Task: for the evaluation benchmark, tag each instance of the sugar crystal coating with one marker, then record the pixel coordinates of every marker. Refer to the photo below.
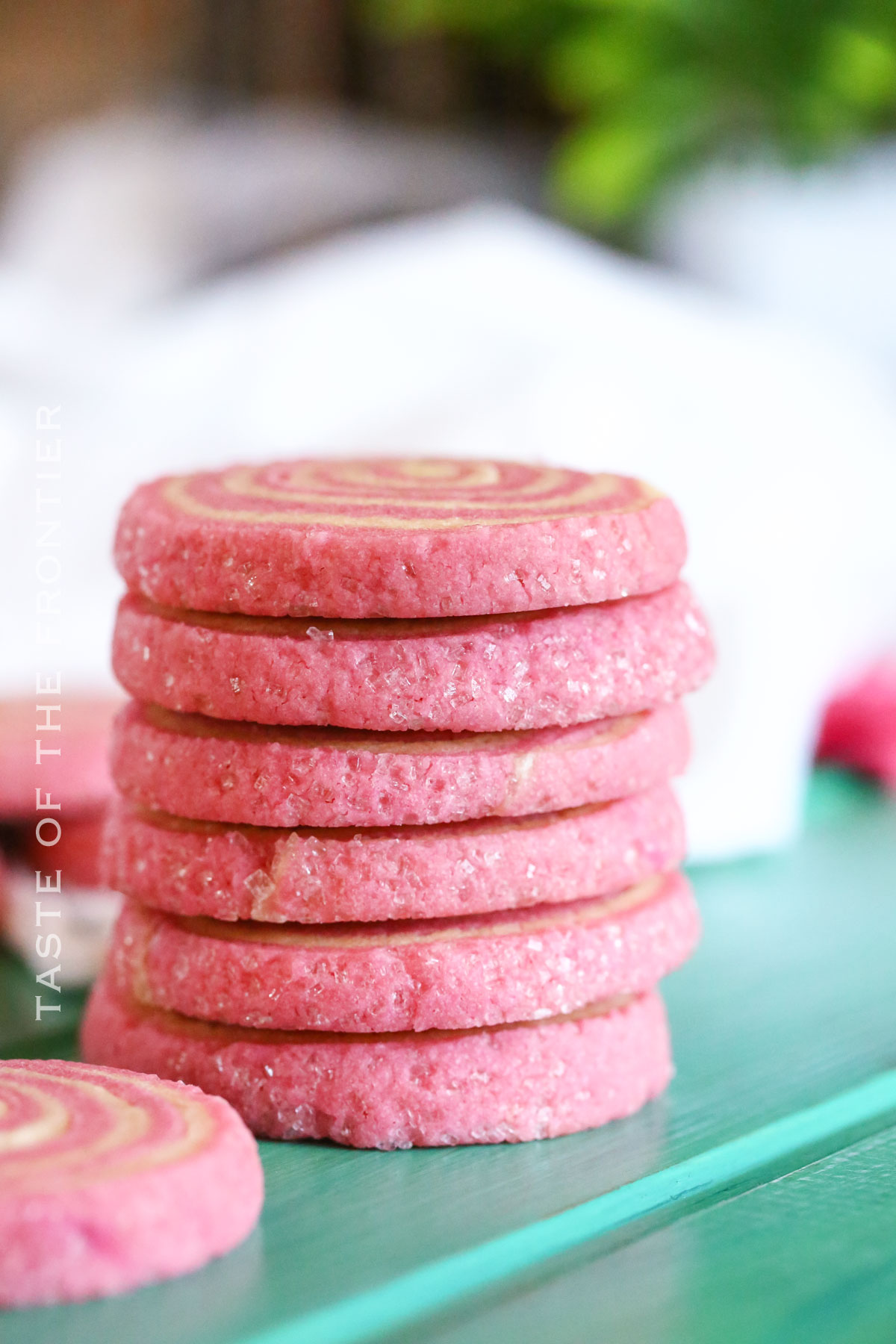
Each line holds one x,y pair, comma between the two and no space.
408,974
215,771
391,873
421,1089
474,675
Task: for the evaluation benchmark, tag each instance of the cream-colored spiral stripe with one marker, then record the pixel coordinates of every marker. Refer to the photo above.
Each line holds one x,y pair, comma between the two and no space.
418,494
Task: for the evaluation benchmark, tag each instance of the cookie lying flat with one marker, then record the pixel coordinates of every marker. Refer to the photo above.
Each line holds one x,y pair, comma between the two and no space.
78,777
408,1089
408,974
476,675
109,1180
399,873
396,538
214,771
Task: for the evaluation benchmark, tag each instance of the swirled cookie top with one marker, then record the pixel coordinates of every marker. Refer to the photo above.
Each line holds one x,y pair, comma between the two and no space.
402,494
65,1125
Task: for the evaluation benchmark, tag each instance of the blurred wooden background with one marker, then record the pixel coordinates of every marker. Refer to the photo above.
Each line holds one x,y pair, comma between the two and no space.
60,58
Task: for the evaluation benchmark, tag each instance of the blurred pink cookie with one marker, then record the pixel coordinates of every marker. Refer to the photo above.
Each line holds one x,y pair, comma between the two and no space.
405,1089
395,538
410,974
461,675
78,777
398,873
77,851
860,725
215,771
109,1180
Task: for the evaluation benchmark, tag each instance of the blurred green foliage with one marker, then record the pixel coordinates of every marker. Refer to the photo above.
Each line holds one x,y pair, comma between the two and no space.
649,89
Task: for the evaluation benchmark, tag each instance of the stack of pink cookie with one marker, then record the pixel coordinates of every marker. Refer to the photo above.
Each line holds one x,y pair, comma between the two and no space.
395,823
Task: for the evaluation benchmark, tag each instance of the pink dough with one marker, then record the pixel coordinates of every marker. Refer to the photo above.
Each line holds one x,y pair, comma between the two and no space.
408,974
109,1180
335,777
426,1089
78,777
395,538
461,675
399,873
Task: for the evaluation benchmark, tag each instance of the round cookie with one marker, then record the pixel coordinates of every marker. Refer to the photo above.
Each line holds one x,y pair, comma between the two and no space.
408,974
111,1179
458,675
399,873
408,1089
78,777
214,771
396,538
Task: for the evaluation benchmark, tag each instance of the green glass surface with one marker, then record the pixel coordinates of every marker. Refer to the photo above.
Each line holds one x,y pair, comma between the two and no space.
788,1001
803,1258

-------

Exactly as written, give the line containing "the blurred green" and all remaining lines of the records.

▶ _Correct answer_
Task: for the evaluation benchmark, tag each instance of the blurred green foliage with one marker, then record the pixel coordinates of every marker. Refer to the photo above.
Each line holds one x,y pair, comma between the two and no space.
649,89
Task: for the evaluation benchmark, tag each instance of the stack of pink cookie with one marker, then record the pixel coordinates of every marker. Refer to the photo above.
Each line holds one x,y pair, comma between the two and no space.
395,823
Task: for the evaluation benchmark, tag each instance of the pink dough with one marker, then record the pixel coordinates of every marker. Refer to the photo above.
Each line holds one x,y pair, comma between the two and no space.
408,974
109,1180
335,777
426,1089
78,777
395,538
461,675
399,873
Task: for the evaluation benchmark, tag each instance of the round cookie with one marker, then record the pixel coordinates of every marker. Refer to the photo above.
Each line holds one x,y pair, comma between the two and no space.
408,974
111,1179
458,675
399,873
408,1089
78,777
214,771
396,538
Task: for the evaluation benchmark, tag each instance of the green glass surface with one marker, then record the pixel coordinates of every marker. Refer to the photo above.
Each line holds one x,y pair, comma between the two and no space.
788,1001
803,1258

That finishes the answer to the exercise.